■ WHAT IS BEING ASKED ■
Write out exactly the lines from the start of the entries through the one that contains "Expected behaviour: mark a point on the parked", including both.

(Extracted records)

###

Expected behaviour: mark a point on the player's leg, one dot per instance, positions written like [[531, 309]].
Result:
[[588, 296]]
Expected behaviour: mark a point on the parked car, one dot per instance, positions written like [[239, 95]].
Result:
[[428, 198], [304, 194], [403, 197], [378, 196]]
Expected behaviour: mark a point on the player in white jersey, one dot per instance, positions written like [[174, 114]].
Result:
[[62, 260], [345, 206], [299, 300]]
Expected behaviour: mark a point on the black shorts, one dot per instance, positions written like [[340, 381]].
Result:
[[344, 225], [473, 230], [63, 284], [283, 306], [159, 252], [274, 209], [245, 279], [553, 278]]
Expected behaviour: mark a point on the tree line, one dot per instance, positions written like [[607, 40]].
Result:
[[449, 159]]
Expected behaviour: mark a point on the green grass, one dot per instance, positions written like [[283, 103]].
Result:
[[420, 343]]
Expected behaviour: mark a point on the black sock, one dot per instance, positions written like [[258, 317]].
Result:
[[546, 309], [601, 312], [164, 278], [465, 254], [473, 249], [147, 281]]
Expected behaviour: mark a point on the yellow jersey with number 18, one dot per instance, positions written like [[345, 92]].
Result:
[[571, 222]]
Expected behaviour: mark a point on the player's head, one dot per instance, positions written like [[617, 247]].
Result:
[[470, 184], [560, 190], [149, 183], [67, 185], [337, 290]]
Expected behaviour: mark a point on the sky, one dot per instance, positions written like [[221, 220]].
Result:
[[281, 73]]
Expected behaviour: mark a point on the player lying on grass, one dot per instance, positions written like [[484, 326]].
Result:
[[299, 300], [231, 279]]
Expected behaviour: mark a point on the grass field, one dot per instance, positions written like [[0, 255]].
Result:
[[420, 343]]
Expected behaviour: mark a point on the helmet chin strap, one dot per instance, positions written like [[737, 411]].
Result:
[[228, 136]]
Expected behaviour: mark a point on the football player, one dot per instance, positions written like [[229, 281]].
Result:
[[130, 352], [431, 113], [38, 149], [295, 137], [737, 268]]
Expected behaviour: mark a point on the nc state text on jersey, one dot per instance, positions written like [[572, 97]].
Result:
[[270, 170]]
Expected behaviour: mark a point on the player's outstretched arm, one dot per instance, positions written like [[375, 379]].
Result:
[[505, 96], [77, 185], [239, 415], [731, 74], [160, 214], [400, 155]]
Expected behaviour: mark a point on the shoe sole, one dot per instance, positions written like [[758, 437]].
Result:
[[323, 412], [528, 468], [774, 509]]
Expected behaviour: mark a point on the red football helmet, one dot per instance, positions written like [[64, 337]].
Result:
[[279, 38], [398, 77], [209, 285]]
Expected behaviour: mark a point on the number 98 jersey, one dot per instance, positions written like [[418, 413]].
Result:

###

■ TASK RESPONSE ■
Expected behaviour: mark a point on the player's leg, one dot per instance, positions written like [[531, 309]].
Result:
[[588, 296]]
Expected behaviour: mark a point on the parked car, one dot per instance, positions written like [[239, 95]].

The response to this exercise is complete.